What you have to do
Update the lines of the entries from the line with "cloud -> outlines, every instance" through the end of the entries, replacing "parking space stripe" with "parking lot stripe" and changing nothing else. Leave the pictures out of your answer.

Dataset records
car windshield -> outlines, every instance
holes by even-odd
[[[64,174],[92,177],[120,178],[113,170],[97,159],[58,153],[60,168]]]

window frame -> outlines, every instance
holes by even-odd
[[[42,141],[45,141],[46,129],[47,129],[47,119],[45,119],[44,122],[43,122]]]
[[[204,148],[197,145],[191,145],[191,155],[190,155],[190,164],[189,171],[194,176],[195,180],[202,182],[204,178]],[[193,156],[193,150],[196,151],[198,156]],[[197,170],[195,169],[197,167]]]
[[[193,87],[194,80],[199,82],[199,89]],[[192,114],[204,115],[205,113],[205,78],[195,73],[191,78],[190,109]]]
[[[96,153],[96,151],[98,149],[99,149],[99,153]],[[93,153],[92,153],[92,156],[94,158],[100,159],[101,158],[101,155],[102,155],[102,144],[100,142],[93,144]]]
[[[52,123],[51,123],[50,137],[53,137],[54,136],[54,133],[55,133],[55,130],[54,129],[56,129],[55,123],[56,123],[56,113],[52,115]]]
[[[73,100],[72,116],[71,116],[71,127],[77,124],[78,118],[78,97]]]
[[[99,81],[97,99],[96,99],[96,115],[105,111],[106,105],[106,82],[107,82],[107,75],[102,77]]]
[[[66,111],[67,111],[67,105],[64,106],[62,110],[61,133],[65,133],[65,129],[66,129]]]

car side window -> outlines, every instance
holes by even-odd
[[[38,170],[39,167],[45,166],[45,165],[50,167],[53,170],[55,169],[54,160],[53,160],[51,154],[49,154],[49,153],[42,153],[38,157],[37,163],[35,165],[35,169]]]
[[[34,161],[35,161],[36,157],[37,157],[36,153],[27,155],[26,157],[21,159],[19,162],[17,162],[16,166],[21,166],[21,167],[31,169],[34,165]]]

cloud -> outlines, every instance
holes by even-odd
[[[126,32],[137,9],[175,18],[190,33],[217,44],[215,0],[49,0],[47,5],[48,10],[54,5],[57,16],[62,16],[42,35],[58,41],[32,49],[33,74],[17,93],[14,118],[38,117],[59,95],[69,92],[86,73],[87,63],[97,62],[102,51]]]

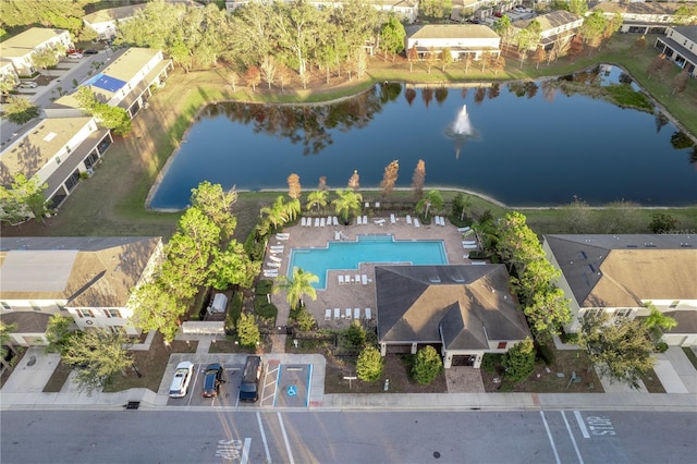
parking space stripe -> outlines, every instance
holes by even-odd
[[[571,437],[571,442],[574,444],[574,450],[576,451],[576,456],[578,456],[578,462],[584,464],[584,459],[580,456],[580,451],[578,450],[578,445],[576,444],[576,438],[574,437],[574,432],[568,426],[568,420],[566,419],[566,414],[562,411],[562,417],[564,418],[564,425],[566,426],[566,430],[568,431],[568,436]]]
[[[554,444],[554,439],[552,438],[552,432],[549,430],[549,425],[547,425],[547,418],[545,417],[545,412],[540,411],[540,416],[542,417],[542,424],[545,425],[545,430],[547,430],[547,437],[549,438],[549,444],[552,445],[552,451],[554,452],[554,460],[557,464],[561,464],[562,462],[559,460],[559,453],[557,452],[557,445]]]
[[[578,423],[578,428],[580,429],[580,434],[584,438],[590,438],[590,434],[588,434],[588,429],[586,428],[586,423],[584,418],[580,416],[578,411],[574,411],[574,416],[576,416],[576,422]]]
[[[281,431],[283,432],[283,441],[285,442],[285,451],[288,452],[289,463],[295,464],[293,452],[291,451],[291,443],[288,441],[288,434],[285,432],[285,426],[283,425],[283,417],[281,417],[281,413],[277,413],[277,415],[279,416],[279,424],[281,424]]]
[[[264,451],[266,452],[266,462],[271,462],[271,453],[269,452],[269,443],[266,441],[266,432],[264,431],[264,424],[261,424],[261,415],[257,413],[257,424],[259,424],[259,432],[261,434],[261,442],[264,442]]]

Solution to this problem
cloud -> outlines, every instance
holes by even-odd
[[[126,32],[137,9],[175,18],[190,33],[217,44],[215,0],[49,0],[47,5],[48,10],[54,5],[57,16],[62,16],[42,35],[58,41],[32,49],[33,74],[17,93],[14,118],[38,117],[59,95],[69,92],[86,73],[87,63],[97,62],[102,51]]]

parking lot stripe -> outlines, every instance
holes by even-odd
[[[571,437],[571,442],[574,444],[574,450],[576,451],[576,456],[578,456],[578,462],[584,464],[584,459],[580,456],[580,451],[578,450],[578,445],[576,444],[576,438],[574,437],[574,432],[568,426],[568,420],[566,419],[566,414],[562,411],[562,417],[564,418],[564,425],[566,426],[566,430],[568,431],[568,436]]]
[[[554,444],[554,439],[552,438],[552,432],[549,430],[549,425],[547,425],[547,418],[545,417],[545,412],[540,411],[540,416],[542,417],[542,424],[545,425],[545,430],[547,430],[547,437],[549,438],[549,444],[552,445],[552,451],[554,452],[554,460],[557,464],[561,464],[562,462],[559,460],[559,453],[557,452],[557,445]]]
[[[578,423],[578,428],[580,429],[580,434],[584,438],[590,438],[590,434],[588,434],[588,429],[586,428],[586,423],[584,418],[580,416],[578,411],[574,411],[574,416],[576,416],[576,422]]]
[[[281,431],[283,432],[283,441],[285,442],[285,451],[288,452],[289,463],[295,464],[293,452],[291,451],[291,443],[288,441],[288,434],[285,432],[285,426],[283,425],[283,417],[281,417],[281,413],[277,413],[277,415],[279,416],[279,424],[281,424]]]
[[[264,451],[266,452],[266,462],[271,462],[271,453],[269,452],[269,443],[266,441],[266,432],[264,431],[264,424],[261,424],[261,415],[257,413],[257,424],[259,424],[259,432],[261,434],[261,442],[264,442]]]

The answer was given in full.